**SHORT EXERCISE 1:**
In the records, rewrite the part that opens with the line containing "task: trace the outline of the heron's long" and runs through the end of the records, changing "long neck" to "curved neck" and keeping everything else the same.

**TEXT EXTRACT:**
--- BEGIN ---
Ukraine, for its part, released what it said was the exact location where its ships were fired on Sunday by Russia, showing that they were in international waters approaching Kerch Strait from the west, not from the east, as Putin suggested.

Russia and Ukraine are still reeling from their first overt military confrontation since the 1991 collapse of the Soviet Union, a clash Sunday in the Kerch Strait near Russia-occupied Crimea. Russian border guards fired on three Ukrainian ships, seizing them and their 24 crewmembers. Ukraine insists its vessels were operating in line with international maritime rules, while Russia says they had failed to get permission to pass through a Russia-controlled area.

The strait links the Black Sea with the Sea of Azov and is where Russia has built a long new bridge — the only land link between Crimea and the Russian mainland.

The incident has drawn strong criticism of Russia by the United States and its allies and has fueled fears of wider fighting in the region. It’s part of the long-simmering conflict between the two countries, in which Russia annexed Ukraine’s Crimean Peninsula in 2014 and supported separatists in Ukraine’s east with clandestine dispatches of troops and weapons. That fighting has killed at least 10,000 people since 2014 but eased somewhat with a 2015 truce.

Putin on Wednesday broke his silence on the maritime clash, blaming it on Ukrainian President Petro Poroshenko’s desire to get re-elected.

“That was a provocation which was certainly organized by the sitting officials, including the president,” ahead of Ukraine’s presidential election in March, Putin said.

Poroshenko’s original proposal — to impose martial law in Ukraine for two months after the clash with Russia — would have meant the March president vote would have to be scrapped due to election rules. He later halved the martial law time frame to a month, which would allow the election to go ahead as planned.

The Kremlin has warned that Ukraine’s declaration of martial law in areas that border Russia could re-ignite the fighting in eastern Ukraine.

Putin also claimed the Ukrainian vessels refused to communicate with Russian border guards and were in violation of the Russian territorial waters off the country’s south, which, unlike the Crimean coast, is Russia’s internationally recognized border. This runs counter to the claims of the Ukrainian government, which said the ships were approaching from another direction and were firmly in international waters.
--- END ---
**SHORT EXERCISE 2:**
From the Kerch Strait article, reproduce word for word the part that opens with the words containing "Putin on Wednesday" and closes with "in eastern Ukraine.".

**DATASET:**
--- BEGIN ---
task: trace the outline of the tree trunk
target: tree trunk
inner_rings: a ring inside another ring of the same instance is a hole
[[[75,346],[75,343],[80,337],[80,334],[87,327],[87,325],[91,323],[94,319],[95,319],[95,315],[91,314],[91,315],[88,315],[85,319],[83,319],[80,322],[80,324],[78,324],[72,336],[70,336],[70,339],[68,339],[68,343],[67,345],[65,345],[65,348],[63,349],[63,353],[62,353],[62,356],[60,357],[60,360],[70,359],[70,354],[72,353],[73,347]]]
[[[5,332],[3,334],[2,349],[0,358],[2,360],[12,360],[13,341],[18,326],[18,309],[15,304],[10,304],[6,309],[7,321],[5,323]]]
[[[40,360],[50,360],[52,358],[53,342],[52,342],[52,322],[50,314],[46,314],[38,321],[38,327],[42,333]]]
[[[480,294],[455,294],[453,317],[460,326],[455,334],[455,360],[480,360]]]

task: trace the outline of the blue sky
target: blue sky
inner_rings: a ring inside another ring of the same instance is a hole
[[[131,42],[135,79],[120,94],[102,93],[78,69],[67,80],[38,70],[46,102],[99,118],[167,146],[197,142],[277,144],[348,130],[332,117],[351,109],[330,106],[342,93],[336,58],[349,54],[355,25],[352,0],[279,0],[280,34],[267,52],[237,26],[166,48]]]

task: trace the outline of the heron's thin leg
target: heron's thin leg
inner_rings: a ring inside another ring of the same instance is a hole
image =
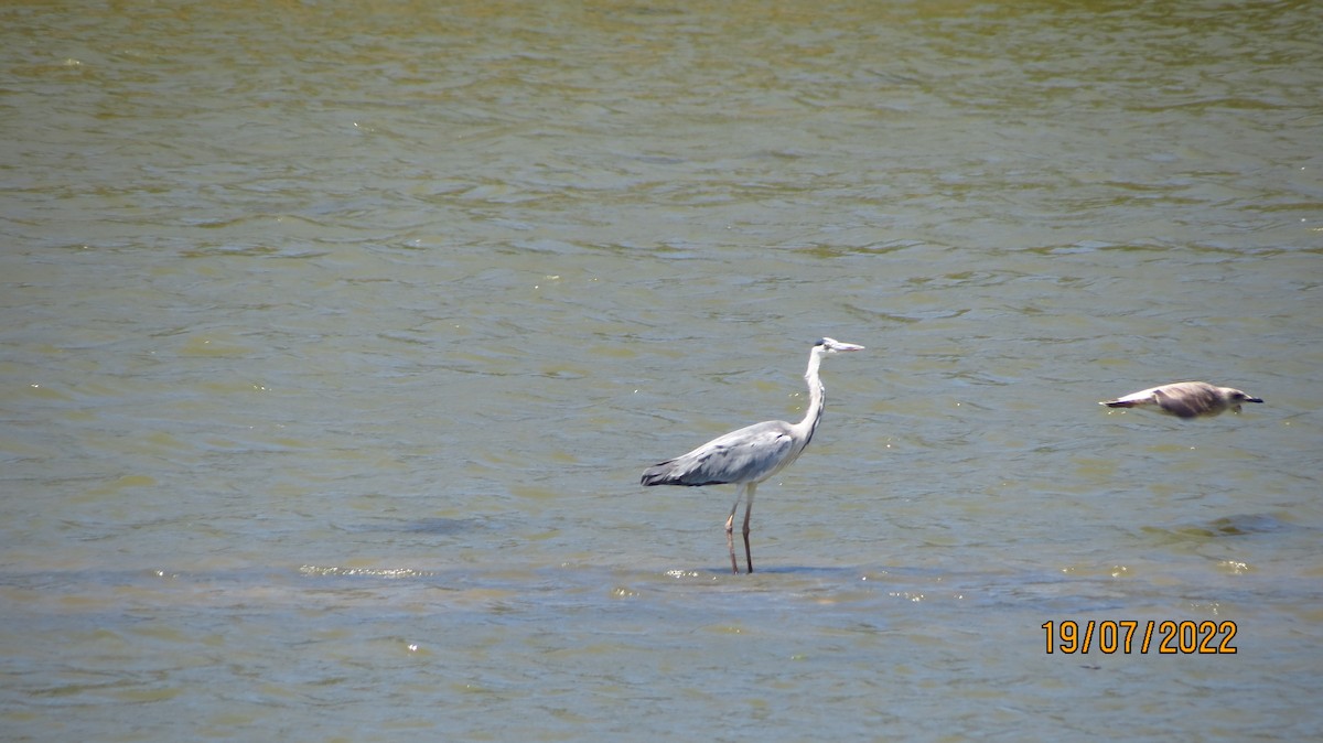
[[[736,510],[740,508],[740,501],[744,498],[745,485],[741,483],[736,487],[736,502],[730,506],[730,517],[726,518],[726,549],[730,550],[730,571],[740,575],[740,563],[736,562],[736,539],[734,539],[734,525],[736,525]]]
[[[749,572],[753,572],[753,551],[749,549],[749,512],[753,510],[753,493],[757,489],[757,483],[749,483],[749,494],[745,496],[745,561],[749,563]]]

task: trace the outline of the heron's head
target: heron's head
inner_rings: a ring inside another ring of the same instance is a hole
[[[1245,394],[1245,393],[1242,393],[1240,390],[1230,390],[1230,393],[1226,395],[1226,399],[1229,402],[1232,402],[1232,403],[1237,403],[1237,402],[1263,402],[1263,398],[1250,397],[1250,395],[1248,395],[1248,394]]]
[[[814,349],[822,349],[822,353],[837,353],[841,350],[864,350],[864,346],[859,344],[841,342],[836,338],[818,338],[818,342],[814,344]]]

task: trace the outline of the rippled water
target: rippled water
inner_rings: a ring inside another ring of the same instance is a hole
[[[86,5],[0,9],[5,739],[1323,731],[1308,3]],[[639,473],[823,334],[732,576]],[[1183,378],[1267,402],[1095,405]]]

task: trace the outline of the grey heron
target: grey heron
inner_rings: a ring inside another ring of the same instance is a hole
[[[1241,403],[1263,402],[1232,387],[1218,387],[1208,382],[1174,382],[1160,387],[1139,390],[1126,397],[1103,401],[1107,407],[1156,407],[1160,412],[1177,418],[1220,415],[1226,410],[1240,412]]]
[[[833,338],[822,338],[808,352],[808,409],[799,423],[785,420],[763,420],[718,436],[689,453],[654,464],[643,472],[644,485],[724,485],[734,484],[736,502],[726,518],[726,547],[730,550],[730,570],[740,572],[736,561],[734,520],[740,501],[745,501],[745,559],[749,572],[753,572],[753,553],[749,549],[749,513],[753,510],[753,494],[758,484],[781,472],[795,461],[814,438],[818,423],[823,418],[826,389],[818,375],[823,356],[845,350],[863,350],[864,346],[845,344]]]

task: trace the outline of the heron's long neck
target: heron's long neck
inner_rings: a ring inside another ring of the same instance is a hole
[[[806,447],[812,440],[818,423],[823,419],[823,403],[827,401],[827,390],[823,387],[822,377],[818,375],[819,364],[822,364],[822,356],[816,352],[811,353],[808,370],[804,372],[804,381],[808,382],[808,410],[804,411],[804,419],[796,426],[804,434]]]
--- END ---
**FINAL RESULT 1:**
task: trace the outline of the heron's curved neck
target: heron's curved neck
inner_rings: a ring inside another ring of the same instance is a hole
[[[806,447],[812,440],[818,423],[823,419],[823,403],[827,401],[827,390],[823,387],[822,377],[818,375],[819,364],[822,364],[822,356],[816,352],[811,353],[808,370],[804,372],[804,381],[808,382],[808,410],[804,411],[804,419],[796,426],[804,434]]]

**FINAL RESULT 2:**
Putin on Wednesday broke his silence on the maritime clash, blaming it on Ukrainian President Petro Poroshenko’s desire to get re-elected.

“That was a provocation which was certainly organized by the sitting officials, including the president,” ahead of Ukraine’s presidential election in March, Putin said.

Poroshenko’s original proposal — to impose martial law in Ukraine for two months after the clash with Russia — would have meant the March president vote would have to be scrapped due to election rules. He later halved the martial law time frame to a month, which would allow the election to go ahead as planned.

The Kremlin has warned that Ukraine’s declaration of martial law in areas that border Russia could re-ignite the fighting in eastern Ukraine.